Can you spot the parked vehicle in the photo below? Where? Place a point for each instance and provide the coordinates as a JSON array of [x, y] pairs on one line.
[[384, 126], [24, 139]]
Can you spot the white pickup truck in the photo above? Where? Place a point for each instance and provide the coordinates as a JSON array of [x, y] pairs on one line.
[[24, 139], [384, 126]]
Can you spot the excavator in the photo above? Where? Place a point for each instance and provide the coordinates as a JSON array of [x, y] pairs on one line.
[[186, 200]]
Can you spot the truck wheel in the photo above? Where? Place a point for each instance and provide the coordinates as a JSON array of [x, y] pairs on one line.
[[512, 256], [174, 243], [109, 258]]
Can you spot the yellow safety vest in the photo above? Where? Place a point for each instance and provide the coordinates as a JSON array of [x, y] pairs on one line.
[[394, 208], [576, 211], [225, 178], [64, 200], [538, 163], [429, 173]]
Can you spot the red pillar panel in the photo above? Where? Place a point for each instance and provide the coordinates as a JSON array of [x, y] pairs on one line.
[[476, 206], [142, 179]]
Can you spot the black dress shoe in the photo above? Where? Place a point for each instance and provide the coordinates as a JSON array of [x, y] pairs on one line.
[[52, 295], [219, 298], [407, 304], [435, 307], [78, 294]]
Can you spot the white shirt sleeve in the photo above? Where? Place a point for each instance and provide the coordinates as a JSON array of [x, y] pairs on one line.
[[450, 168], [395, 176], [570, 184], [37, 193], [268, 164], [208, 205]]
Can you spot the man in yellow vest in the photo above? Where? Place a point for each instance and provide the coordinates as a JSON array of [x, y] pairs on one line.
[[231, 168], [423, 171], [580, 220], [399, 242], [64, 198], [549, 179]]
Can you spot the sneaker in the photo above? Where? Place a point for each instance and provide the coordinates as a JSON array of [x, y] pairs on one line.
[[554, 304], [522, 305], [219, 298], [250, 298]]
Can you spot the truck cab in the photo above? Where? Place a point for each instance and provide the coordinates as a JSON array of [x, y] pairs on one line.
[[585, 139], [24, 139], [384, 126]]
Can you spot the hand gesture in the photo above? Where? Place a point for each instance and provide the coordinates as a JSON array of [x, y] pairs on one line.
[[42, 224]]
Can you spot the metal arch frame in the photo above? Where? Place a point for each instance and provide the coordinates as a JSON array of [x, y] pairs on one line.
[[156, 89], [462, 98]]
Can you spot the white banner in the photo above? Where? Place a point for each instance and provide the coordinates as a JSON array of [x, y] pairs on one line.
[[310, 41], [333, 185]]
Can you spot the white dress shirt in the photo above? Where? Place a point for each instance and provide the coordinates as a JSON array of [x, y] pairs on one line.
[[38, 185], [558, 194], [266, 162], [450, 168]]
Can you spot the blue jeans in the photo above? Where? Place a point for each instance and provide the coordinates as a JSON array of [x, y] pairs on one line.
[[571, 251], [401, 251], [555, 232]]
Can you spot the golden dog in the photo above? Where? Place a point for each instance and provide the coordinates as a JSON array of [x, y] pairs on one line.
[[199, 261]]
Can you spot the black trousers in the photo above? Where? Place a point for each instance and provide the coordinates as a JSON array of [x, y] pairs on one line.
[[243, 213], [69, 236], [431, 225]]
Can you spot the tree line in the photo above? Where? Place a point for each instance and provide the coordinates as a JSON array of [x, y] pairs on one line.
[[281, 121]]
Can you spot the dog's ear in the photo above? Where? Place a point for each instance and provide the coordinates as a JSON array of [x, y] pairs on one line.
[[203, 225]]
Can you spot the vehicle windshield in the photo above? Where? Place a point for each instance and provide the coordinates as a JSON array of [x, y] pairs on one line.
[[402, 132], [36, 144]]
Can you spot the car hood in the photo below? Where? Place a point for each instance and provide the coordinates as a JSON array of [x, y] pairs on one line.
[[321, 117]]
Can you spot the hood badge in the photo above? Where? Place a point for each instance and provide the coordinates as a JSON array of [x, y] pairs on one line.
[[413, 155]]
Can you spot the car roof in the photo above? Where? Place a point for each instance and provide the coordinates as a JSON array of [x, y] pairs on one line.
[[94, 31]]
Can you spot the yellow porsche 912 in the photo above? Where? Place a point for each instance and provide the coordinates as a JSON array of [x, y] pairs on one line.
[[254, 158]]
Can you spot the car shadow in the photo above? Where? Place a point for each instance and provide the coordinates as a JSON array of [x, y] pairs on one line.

- - - - -

**EXERCISE GOAL**
Please output the complete data exactly.

**ANSWER**
Can you spot the parked vehicle in the photo below? Where? Place a point for each instance and provide the coordinates as a JSON array of [x, y] pairs on one line.
[[384, 126], [24, 139]]
Can you spot the white pickup truck in the photo above? Where? Place a point for each instance and provide the coordinates as a JSON array of [x, y] pairs on one line.
[[24, 139], [384, 126]]
Can you spot the excavator in the photo above? Where? Place a point for each instance and provide the coordinates as a JSON array of [x, y] pairs on one line.
[[186, 200]]
Can you spot the truck wheel in the photo above? Where? Place a point for each instance and provide the coordinates as a JSON array of [x, y] pairs on one line.
[[512, 256], [174, 243], [109, 258]]
Can you spot the yellow safety vest in the photo above? Where? Place a point for each instance and provide the coordinates as a JSON array of [x, y] pairs on one line.
[[394, 208], [576, 211], [225, 178], [64, 200], [538, 163], [429, 173]]
Can you spot the red pillar panel in the photo above? Where? Place a point for each instance and provide the coordinates as a JSON array of [x, y] pairs on one line.
[[476, 206], [142, 179]]
Can you spot the black dress shoe in the photo above? Where? Place a point for each instance and provide the coordinates as a JSON array of [x, y] pairs on one line.
[[52, 295], [219, 298], [407, 304], [435, 307], [78, 294]]
Can you spot the white shirt sleeve in the photo above? Where? Place a point for each instance and provide the coordinates as a JSON array of [x, y] pairs on one line.
[[450, 168], [395, 176], [570, 184], [37, 193], [268, 164], [208, 205]]
Can you spot the man in yellow vest in the photo above? Where? Place a point for each instance and provide the coordinates as a JSON array of [x, y] pairs on one line.
[[231, 168], [423, 171], [580, 220], [399, 242], [64, 198], [549, 179]]
Can you spot the sneaker in the photo above? Where? Place a point for each instance and provide the coordinates as a JSON array of [x, y] pairs on one line.
[[554, 304], [522, 305], [219, 298], [250, 298]]
Can you spot the truck cab in the photo above? Where? Place a point for each instance and provide the coordinates as a JSON array of [x, y] pairs on one line.
[[585, 139], [24, 139], [384, 126]]
Can you spot the hand gesture in the photo above? Where? Place a point for each instance and provide the coordinates as a JSON array of [x, y] pairs on one line.
[[42, 224]]
Can you spot the metal arch frame in the photo above? Where? Place a point for each instance and provide the coordinates as a JSON array of [x, y] pairs on one line.
[[156, 89], [462, 98]]
Can you spot the white banner in the photo above? Where? Place a point for each instance and provide the coordinates as a JSON array of [x, y] pairs on one line.
[[310, 41], [333, 185]]
Can you spot the white dress shirt in the photo above? Where? Place a point for each instance and provide the coordinates as a JSON array of [x, y] pairs on one line.
[[38, 185], [558, 194], [266, 162], [450, 168]]
Can you spot the blue jeans in the photo above? Where? Place a point for each instance and provide the coordinates as a JSON array of [x, y] pairs on one line.
[[571, 251], [401, 251], [555, 232]]
Can you spot the golden dog in the photo above? Where? Place a point for each instance and provide the coordinates as a JSON array of [x, y] pairs on one line.
[[199, 261]]
Can you spot the black trousers in the photo above? Where? Place a point for each instance and provide the coordinates as a JSON array of [x, y] pairs on one line.
[[243, 213], [69, 236], [431, 225]]
Can you spot the tree line in the photo above? Where? Place a point for each instance and provide the coordinates as a JSON array of [x, y] pairs on one line.
[[281, 121]]
Can you spot the dog's ear in the photo above? Where? Place a point for each instance and provide the coordinates as a JSON array of [x, y] pairs on one line.
[[203, 225]]
Can you spot the vehicle windshield in the photo above? Where? Place a point for each instance and provide the coordinates as a JSON array of [x, y] pairs on one line.
[[402, 132], [36, 144]]
Can you spot the car hood in the photo below? Where? Place a point for each instance and provide the coordinates as a JSON array of [x, y] pairs on one line.
[[321, 117]]
Can you spot the hood badge in the photo above? Where? Place a point for each instance and provide the coordinates as a JSON array of [x, y] pairs on one line.
[[413, 155]]
Can you spot the car roof in the photo above? Where? Place a point for each instance and provide the coordinates as a JSON array of [x, y] pairs on one line.
[[94, 31]]
Can you spot the yellow porsche 912 in the photo above? Where? Place a point for each instance and provide the coordinates as a JSON array of [x, y] pairs on one line.
[[254, 158]]
Can you spot the car shadow in the photo above? Where? Place a point for each instance and provide the coordinates as a JSON array of [x, y] pairs on one line.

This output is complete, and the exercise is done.